Write the material out again exactly as it stands.

====

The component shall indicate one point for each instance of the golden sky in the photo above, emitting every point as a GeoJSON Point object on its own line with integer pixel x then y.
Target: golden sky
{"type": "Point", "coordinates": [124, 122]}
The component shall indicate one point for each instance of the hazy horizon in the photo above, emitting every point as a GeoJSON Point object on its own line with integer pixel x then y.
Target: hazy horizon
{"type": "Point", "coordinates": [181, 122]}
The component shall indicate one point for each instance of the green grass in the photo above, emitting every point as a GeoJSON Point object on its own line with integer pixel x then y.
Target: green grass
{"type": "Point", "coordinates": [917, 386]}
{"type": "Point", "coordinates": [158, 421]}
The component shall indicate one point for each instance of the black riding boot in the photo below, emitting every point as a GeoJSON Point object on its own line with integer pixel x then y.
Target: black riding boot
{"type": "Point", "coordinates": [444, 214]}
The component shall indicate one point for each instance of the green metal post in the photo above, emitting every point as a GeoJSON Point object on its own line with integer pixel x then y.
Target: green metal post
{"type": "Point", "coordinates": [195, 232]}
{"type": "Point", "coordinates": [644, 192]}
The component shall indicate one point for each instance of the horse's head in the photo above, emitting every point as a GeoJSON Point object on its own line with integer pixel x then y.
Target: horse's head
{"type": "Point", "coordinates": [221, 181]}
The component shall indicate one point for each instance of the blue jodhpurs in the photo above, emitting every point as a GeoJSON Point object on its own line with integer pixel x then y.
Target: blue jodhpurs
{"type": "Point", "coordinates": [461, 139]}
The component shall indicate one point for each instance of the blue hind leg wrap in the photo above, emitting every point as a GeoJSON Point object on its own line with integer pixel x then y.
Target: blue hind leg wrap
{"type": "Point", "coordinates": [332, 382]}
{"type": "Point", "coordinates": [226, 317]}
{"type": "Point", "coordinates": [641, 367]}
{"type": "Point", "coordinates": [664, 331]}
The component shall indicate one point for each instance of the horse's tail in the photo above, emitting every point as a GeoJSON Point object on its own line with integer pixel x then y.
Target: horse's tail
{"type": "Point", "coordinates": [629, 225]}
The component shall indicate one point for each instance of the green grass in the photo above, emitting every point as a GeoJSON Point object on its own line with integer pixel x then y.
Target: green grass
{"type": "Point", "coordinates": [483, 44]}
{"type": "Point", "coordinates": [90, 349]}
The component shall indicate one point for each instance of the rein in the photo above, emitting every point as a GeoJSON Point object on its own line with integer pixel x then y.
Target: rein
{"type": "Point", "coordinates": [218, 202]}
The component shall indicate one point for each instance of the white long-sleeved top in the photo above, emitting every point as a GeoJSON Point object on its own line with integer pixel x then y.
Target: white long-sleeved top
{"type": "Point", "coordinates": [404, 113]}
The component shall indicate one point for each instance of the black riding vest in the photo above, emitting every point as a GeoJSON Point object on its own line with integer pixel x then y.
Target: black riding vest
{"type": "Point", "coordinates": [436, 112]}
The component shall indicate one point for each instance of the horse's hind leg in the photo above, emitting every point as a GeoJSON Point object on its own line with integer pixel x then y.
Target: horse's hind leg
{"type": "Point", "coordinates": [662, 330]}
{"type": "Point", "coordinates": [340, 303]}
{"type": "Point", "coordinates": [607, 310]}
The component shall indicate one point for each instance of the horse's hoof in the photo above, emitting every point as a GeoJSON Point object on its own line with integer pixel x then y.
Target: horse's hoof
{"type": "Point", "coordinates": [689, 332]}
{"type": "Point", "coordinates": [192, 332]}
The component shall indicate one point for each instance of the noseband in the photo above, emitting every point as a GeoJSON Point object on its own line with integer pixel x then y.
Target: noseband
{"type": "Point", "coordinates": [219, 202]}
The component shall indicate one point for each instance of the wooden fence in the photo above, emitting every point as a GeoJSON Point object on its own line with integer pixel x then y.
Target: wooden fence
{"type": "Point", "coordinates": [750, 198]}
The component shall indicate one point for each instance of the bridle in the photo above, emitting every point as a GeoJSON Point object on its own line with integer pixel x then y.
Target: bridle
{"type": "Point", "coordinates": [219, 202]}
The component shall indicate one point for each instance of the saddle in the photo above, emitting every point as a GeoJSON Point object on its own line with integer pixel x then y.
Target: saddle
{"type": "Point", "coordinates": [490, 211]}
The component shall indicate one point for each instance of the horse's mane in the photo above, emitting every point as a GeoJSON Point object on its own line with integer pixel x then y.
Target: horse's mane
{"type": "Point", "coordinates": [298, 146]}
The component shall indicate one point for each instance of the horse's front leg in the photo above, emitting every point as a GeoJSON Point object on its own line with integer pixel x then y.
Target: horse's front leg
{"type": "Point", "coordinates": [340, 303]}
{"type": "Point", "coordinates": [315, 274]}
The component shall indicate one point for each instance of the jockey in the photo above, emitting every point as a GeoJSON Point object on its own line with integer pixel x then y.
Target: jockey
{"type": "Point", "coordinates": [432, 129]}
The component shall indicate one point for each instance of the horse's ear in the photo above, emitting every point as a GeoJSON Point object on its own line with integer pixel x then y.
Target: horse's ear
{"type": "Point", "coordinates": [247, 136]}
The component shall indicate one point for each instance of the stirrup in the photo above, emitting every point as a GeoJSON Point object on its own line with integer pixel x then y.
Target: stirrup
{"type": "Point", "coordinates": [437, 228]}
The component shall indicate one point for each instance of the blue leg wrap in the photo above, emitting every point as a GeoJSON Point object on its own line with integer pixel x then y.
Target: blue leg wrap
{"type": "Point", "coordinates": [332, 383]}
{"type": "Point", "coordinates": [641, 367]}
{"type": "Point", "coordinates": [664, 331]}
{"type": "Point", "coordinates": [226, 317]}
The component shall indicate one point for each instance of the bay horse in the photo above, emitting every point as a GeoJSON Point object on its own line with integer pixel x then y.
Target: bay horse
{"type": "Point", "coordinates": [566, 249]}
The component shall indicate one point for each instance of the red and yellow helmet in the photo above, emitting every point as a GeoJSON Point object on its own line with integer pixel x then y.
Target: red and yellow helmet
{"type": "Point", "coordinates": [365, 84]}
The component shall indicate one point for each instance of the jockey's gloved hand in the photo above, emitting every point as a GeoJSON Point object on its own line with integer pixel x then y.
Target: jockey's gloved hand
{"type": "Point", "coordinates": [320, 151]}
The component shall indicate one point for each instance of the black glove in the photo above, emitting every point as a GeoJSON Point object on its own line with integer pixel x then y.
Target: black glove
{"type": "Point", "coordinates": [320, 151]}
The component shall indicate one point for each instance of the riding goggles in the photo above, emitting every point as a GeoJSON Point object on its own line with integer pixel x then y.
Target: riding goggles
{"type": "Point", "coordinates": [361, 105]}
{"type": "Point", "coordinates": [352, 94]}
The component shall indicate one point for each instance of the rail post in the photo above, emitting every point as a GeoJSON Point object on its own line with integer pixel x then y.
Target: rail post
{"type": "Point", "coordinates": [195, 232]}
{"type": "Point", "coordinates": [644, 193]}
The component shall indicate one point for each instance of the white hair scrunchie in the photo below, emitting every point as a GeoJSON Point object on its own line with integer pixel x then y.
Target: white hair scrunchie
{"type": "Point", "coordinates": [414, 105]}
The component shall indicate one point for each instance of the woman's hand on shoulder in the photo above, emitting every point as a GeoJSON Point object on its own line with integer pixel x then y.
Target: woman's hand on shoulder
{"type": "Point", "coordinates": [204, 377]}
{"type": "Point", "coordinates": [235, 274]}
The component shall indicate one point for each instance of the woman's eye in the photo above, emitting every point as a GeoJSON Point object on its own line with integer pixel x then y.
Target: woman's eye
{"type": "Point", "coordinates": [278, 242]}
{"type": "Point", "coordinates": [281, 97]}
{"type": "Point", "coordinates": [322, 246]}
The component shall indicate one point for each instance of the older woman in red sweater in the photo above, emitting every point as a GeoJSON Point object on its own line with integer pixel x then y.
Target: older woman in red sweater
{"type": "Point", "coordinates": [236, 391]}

====

§ Exercise answer
The component shall indicate one point for each instance of the golden sky in the photo above, emitting every point as a GeoJSON Point object on its own line with integer pixel x then y.
Target: golden sky
{"type": "Point", "coordinates": [124, 122]}
The component shall indicate one point for each instance of the hazy horizon in the photo above, emitting every point as a GeoJSON Point object on its own line with integer pixel x then y.
Target: hazy horizon
{"type": "Point", "coordinates": [181, 122]}
The component shall indicate one point for each instance of the green grass in the photo above, emitting every point as a GeoJSON Point object on its own line with integer pixel x then y.
Target: green grass
{"type": "Point", "coordinates": [917, 386]}
{"type": "Point", "coordinates": [158, 421]}
The component shall indicate one point for each instance of the black riding boot in the photo below, emitting every point as a GeoJSON Point object on its own line with integer pixel x then y.
Target: black riding boot
{"type": "Point", "coordinates": [444, 214]}
The component shall indicate one point for each instance of the green metal post in the photo above, emitting every point as a GeoJSON Point object on its own line with integer pixel x then y.
Target: green metal post
{"type": "Point", "coordinates": [195, 232]}
{"type": "Point", "coordinates": [644, 192]}
The component shall indicate one point for each instance of the horse's head in the photo above, emitting every point as a GeoJSON Point object on its own line with integer pixel x then y.
Target: horse's head
{"type": "Point", "coordinates": [221, 181]}
The component shall indicate one point for each instance of the blue jodhpurs in the photo above, emitting every point as a GeoJSON Point object on its own line with integer pixel x then y.
Target: blue jodhpurs
{"type": "Point", "coordinates": [461, 139]}
The component shall indicate one point for each instance of the blue hind leg wrap in the photo above, emitting every point as a GeoJSON Point object on its own line with integer pixel x then y.
Target: blue hind leg wrap
{"type": "Point", "coordinates": [332, 382]}
{"type": "Point", "coordinates": [226, 317]}
{"type": "Point", "coordinates": [641, 367]}
{"type": "Point", "coordinates": [664, 331]}
The component shall indicate one point for each instance of the horse's tail in the photo above, emitting every point as a GeoJSON Point object on its own line with integer pixel x then y.
Target: horse's tail
{"type": "Point", "coordinates": [629, 225]}
The component shall indicate one point for each instance of the green grass in the photo above, emitting every point as a GeoJSON Point object on its own line with integer pixel x then y.
Target: green grass
{"type": "Point", "coordinates": [483, 44]}
{"type": "Point", "coordinates": [90, 349]}
The component shall indicate one point for each instance of the rein in the photo above, emitting every point as a GeoJSON Point object on its own line with integer pixel x then y.
Target: rein
{"type": "Point", "coordinates": [218, 202]}
The component shall indicate one point for each instance of the white long-sleeved top in the photo above, emitting every point as a GeoJSON Point object on its own line with integer pixel x then y.
Target: white long-sleeved top
{"type": "Point", "coordinates": [404, 113]}
The component shall indicate one point for each instance of the black riding vest in the photo above, emitting every point as a GeoJSON Point object on its own line with integer pixel x then y.
Target: black riding vest
{"type": "Point", "coordinates": [436, 112]}
The component shall indicate one point for each instance of the horse's hind leg in the photo above, emitting every point as a GeoJSON Point object on its own line with integer pixel x then y.
Target: horse's hind leg
{"type": "Point", "coordinates": [662, 330]}
{"type": "Point", "coordinates": [340, 303]}
{"type": "Point", "coordinates": [607, 310]}
The component shall indicate one point for each instance of the horse's hoof in the photo above, emitting every point as a GeoJSON Point object on its own line with integer pixel x then y.
Target: horse's hoof
{"type": "Point", "coordinates": [689, 332]}
{"type": "Point", "coordinates": [192, 332]}
The component shall indicate one point for each instance of the noseband in the photo above, emitting every point as a GeoJSON Point object on its own line with integer pixel x then y.
Target: noseband
{"type": "Point", "coordinates": [219, 202]}
The component shall indicate one point for each instance of the wooden fence in the photo above, emitting every point as a GeoJSON Point object on its own line with integer pixel x then y.
Target: wooden fence
{"type": "Point", "coordinates": [750, 198]}
The component shall indicate one point for each instance of the bridle in the photo above, emitting every point as a GeoJSON Point object on its own line with integer pixel x then y.
Target: bridle
{"type": "Point", "coordinates": [219, 202]}
The component shall indicate one point for each instance of the saddle in the photo above, emitting every point as a GeoJSON Point object on its own line with integer pixel x then y.
Target: saddle
{"type": "Point", "coordinates": [490, 211]}
The component shall indicate one point for each instance of the horse's mane in the photo above, emitting every point as a GeoJSON Point object on its own line with integer pixel x then y.
Target: horse's mane
{"type": "Point", "coordinates": [298, 146]}
The component shall indicate one point for each instance of the horse's front leg in the photo above, emitting every point as a GeoJSON Point object on its own line with integer pixel x then y.
Target: horse's front leg
{"type": "Point", "coordinates": [340, 303]}
{"type": "Point", "coordinates": [315, 274]}
The component shall indicate one point for each instance of the jockey in the photo above, emitting every point as a GeoJSON Point object on its own line with integer pixel x then y.
Target: jockey
{"type": "Point", "coordinates": [432, 129]}
The component shall indicate one point for each instance of the horse's ear in the photo above, emitting every point as a GeoJSON Point object on its own line with integer pixel x then y.
Target: horse's ear
{"type": "Point", "coordinates": [247, 136]}
The component shall indicate one point for each instance of the stirrup in the photo above, emitting every point as a GeoJSON Point object on its own line with integer pixel x then y.
Target: stirrup
{"type": "Point", "coordinates": [437, 228]}
The component shall indicate one point for each instance of the blue leg wrap in the photo above, emitting every point as a GeoJSON Point object on its own line with integer pixel x then y.
Target: blue leg wrap
{"type": "Point", "coordinates": [332, 383]}
{"type": "Point", "coordinates": [641, 367]}
{"type": "Point", "coordinates": [664, 331]}
{"type": "Point", "coordinates": [226, 317]}
The component shall indicate one point for each instance of the bay horse in the photo above, emitting every point as a GeoJSON Point object on its own line with integer pixel x then y.
Target: bay horse
{"type": "Point", "coordinates": [566, 249]}
The component shall indicate one point for each instance of the red and yellow helmet in the photo above, emitting every point as a GeoJSON Point object on its own line with integer pixel x then y.
Target: red and yellow helmet
{"type": "Point", "coordinates": [365, 84]}
The component shall indicate one point for each instance of the jockey's gloved hand in the photo above, emitting every point as a GeoJSON Point object on its own line with integer pixel x then y.
Target: jockey's gloved hand
{"type": "Point", "coordinates": [320, 151]}
The component shall indicate one point for each instance of the black glove in the photo above, emitting every point as a GeoJSON Point object on its own line with integer pixel x then y.
Target: black glove
{"type": "Point", "coordinates": [320, 151]}
The component shall indicate one point for each instance of the riding goggles in the photo above, emitting every point as a GeoJSON Point object on its own line with integer pixel x then y.
Target: riding goggles
{"type": "Point", "coordinates": [361, 105]}
{"type": "Point", "coordinates": [352, 94]}
The component shall indicate one point for each instance of the rail post in the photo above, emitting every point as a GeoJSON Point object on its own line with integer pixel x then y.
Target: rail post
{"type": "Point", "coordinates": [195, 232]}
{"type": "Point", "coordinates": [644, 193]}
The component shall indicate one point for each instance of the white hair scrunchie in the photo below, emitting every point as a GeoJSON Point object on its own line with integer pixel x then y.
Target: white hair scrunchie
{"type": "Point", "coordinates": [414, 105]}
The component shall indicate one point for each instance of the woman's hand on shoulder in the photo above, emitting every point as a GeoJSON Point object on its own line with integer pixel x then y.
Target: woman's hand on shoulder
{"type": "Point", "coordinates": [204, 377]}
{"type": "Point", "coordinates": [235, 274]}
The component shall indicate one point for each instance of the woman's eye in the photo above, emitting every point as a GeoJSON Point object on its own line with integer pixel x then y.
Target: woman's eye
{"type": "Point", "coordinates": [278, 242]}
{"type": "Point", "coordinates": [281, 97]}
{"type": "Point", "coordinates": [322, 246]}
The component shall indicate one point for each instance of the older woman in red sweater in the photo above, emitting every point as a GeoJSON Point object on its own line with integer pixel x then y.
Target: older woman in red sweater
{"type": "Point", "coordinates": [236, 391]}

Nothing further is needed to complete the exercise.